> Source data
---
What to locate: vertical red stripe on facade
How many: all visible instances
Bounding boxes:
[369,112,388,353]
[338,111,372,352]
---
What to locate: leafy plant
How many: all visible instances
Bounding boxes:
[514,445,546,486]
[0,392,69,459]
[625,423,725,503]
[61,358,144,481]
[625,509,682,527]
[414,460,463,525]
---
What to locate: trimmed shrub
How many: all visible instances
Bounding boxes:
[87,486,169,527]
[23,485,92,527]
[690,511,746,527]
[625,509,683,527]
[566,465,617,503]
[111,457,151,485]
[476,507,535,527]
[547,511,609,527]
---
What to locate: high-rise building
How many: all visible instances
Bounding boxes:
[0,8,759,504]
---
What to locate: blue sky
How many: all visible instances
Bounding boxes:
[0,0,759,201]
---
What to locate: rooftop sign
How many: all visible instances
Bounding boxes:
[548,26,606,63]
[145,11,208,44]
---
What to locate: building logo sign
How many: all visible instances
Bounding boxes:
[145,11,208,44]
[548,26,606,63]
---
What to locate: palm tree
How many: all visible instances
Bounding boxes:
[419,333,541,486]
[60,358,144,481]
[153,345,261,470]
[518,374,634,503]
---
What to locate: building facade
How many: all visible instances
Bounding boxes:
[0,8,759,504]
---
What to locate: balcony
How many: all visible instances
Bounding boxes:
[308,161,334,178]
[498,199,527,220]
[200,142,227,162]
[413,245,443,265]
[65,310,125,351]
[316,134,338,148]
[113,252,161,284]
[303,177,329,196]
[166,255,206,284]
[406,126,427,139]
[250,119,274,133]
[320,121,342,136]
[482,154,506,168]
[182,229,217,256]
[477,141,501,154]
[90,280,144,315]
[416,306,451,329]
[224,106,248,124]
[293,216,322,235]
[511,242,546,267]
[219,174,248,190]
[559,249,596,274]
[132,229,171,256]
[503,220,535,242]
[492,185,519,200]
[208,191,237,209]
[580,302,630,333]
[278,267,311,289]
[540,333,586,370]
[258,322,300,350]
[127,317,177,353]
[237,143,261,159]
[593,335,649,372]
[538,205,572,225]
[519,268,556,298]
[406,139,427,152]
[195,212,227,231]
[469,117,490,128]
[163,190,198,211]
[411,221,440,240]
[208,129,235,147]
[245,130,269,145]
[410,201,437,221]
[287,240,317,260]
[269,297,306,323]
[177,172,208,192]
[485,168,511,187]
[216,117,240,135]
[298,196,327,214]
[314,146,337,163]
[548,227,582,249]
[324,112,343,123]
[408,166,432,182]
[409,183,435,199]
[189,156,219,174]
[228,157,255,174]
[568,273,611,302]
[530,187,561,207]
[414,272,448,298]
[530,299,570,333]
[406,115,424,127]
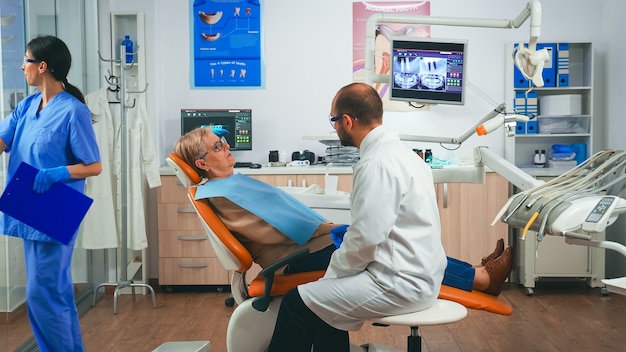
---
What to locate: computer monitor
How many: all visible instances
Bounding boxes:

==

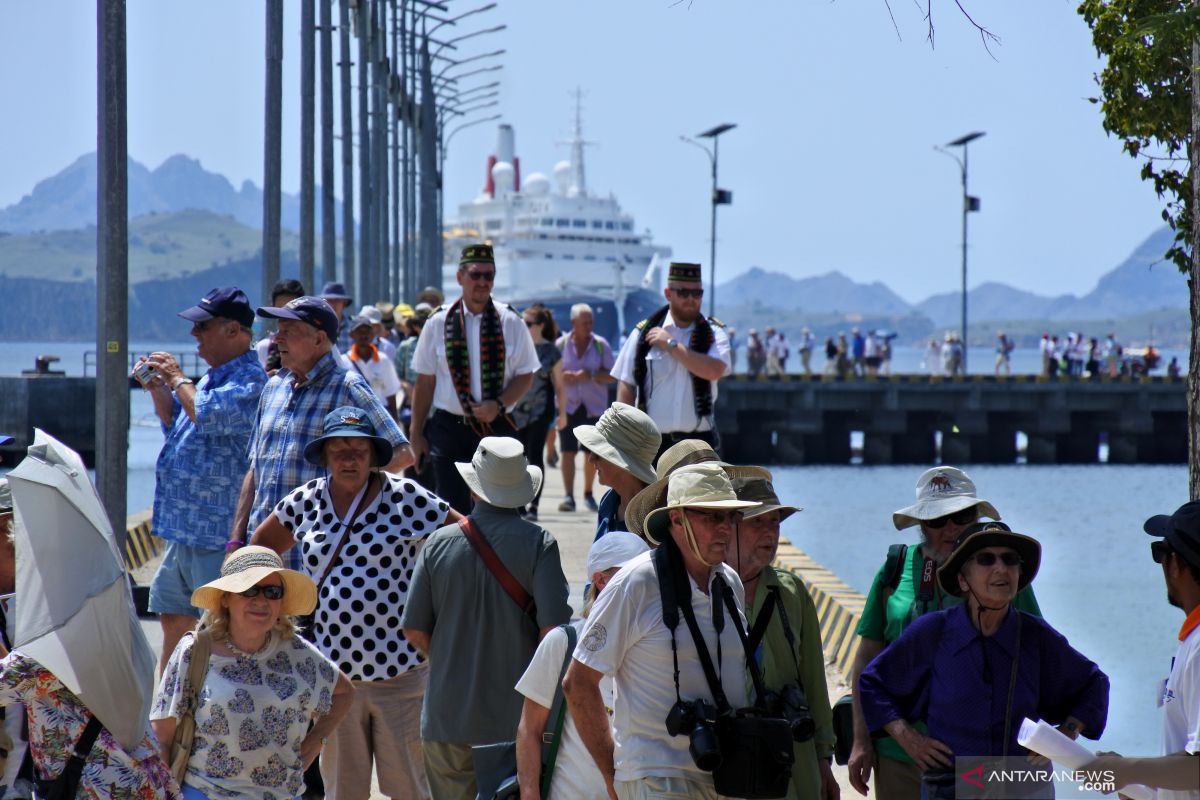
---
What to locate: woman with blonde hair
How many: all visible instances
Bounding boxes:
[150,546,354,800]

> Exercise details
State how many lines of the items above contain the string "locate", counting matches only when the case is identical. Give the number alone.

> Output for this exercise
12